- [SOURCE PASSAGE]
Biomedical optics at the LMTB comprises the development and improvement of optical methods for medical applications, biomedical research and biotechnology. Laser therapy originally played a central role, in the sense of a new minimal invasive therapy, in Laser Induced Thermo Therapy (LITT) which was developed at the LMTB, together with its therapy-related dosimetry. The natural progression of this technology is to be found in Photodynamic Therapy (PDT) and its dosimetry.

The study of tissue optics, which is an area of core expertise for the LMTB, enables an in-depth understanding of the light distribution in biological tissue. As a result it has become a key discipline in basic laser therapy. With the development of imaging and spectroscopic methods for diagnostic applications, the importance of tissue optics has increased and has led to many successful developments at the LMTB. This is due to the fact that diagnostic methods usually require the detection of substances in a strongly scattering biological environment. Blood sensors are a good example of a successful independent development at the LMTB which utilize an in-depth understanding of light distribution in a scattering medium.

Referring expression data

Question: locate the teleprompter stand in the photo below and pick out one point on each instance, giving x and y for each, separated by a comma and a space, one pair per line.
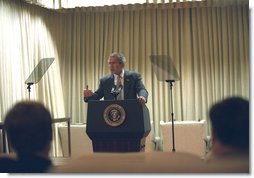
165, 70
38, 73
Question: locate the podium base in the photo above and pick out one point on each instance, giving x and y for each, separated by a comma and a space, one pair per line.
119, 145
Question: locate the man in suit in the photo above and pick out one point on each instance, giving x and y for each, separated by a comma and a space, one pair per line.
130, 85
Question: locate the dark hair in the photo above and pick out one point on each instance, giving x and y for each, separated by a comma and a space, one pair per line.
230, 122
29, 127
119, 56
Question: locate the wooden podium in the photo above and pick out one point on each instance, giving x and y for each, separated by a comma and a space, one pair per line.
117, 125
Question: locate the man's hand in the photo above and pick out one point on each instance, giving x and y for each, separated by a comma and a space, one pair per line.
142, 99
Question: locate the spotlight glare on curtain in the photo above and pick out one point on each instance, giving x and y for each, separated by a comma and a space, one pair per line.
81, 3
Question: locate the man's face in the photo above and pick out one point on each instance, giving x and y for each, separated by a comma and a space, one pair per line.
115, 66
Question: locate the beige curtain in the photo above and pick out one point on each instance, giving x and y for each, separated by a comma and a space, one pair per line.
209, 46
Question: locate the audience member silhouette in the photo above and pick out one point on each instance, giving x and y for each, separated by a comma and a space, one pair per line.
29, 129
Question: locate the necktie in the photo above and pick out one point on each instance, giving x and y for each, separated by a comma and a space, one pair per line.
118, 84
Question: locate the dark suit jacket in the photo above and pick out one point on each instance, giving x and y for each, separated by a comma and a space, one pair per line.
25, 164
133, 86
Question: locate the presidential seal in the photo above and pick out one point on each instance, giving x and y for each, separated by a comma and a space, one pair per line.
114, 115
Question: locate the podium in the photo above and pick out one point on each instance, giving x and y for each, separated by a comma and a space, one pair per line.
117, 125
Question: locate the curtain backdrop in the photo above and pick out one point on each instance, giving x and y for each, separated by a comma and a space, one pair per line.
209, 46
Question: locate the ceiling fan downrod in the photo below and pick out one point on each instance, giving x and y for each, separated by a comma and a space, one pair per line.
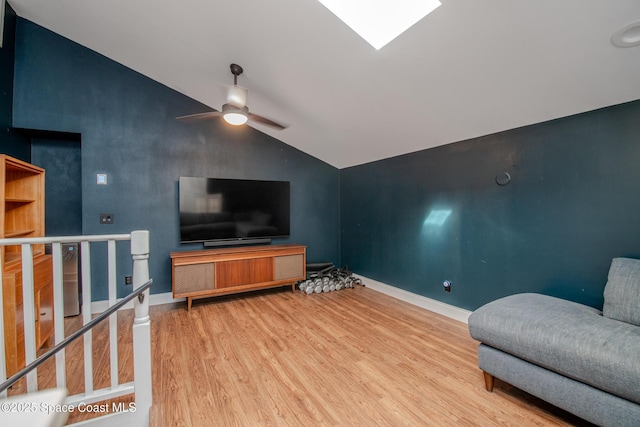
236, 70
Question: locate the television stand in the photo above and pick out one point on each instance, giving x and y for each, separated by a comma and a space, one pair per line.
218, 243
224, 271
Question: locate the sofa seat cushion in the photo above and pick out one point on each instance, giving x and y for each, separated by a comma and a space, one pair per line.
571, 339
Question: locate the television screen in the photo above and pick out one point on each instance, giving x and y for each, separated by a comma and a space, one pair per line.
214, 209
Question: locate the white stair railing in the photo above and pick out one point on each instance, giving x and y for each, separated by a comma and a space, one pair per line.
124, 415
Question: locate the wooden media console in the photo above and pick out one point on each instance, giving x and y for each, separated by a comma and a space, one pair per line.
223, 271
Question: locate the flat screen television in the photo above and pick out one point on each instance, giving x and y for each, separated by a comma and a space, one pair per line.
220, 211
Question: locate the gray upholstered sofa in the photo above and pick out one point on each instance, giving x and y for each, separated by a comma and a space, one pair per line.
576, 357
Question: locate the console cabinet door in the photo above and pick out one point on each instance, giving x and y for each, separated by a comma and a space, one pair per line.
244, 272
289, 267
193, 278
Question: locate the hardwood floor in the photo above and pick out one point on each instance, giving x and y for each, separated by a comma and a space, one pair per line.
349, 358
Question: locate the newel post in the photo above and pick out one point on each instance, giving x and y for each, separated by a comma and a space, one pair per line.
141, 326
140, 255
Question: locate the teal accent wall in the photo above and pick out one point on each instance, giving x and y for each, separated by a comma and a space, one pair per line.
12, 142
572, 205
128, 130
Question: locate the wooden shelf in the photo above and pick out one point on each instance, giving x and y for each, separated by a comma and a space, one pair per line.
11, 234
22, 189
16, 200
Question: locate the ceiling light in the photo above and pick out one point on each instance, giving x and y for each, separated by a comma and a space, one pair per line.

- [INSTRUCTIONS TO FOLLOW] Extend the passage on biomedical optics at the LMTB with one more paragraph that follows on from its final sentence.

- [RESPONSE TO THE EXERCISE]
Modern medicine, as we know it, is unthinkable without imaging methods. LMTB has been instrumental in advancing developments at organ level (colposcopy, intraoperative fluorescence imaging), at tissue level (mini confocal laser scanning microscope) and at the molecular level (molecular screening). A broad variety of molecular diagnostic and analytic methods developed at LMTB are based on spectroscopic methods. With the advent of molecular medicine and biotechnology, promoted by new developments in lasers and optoelectronics, the focus has now shifted at the LMTB in favor of molecular diagnostics and molecular imaging. The specific advantages afforded by optics can be exploited using wavelengths in the infrared, UV and visible range, thereby allowing very specific spectroscopic information to be detected and evaluated.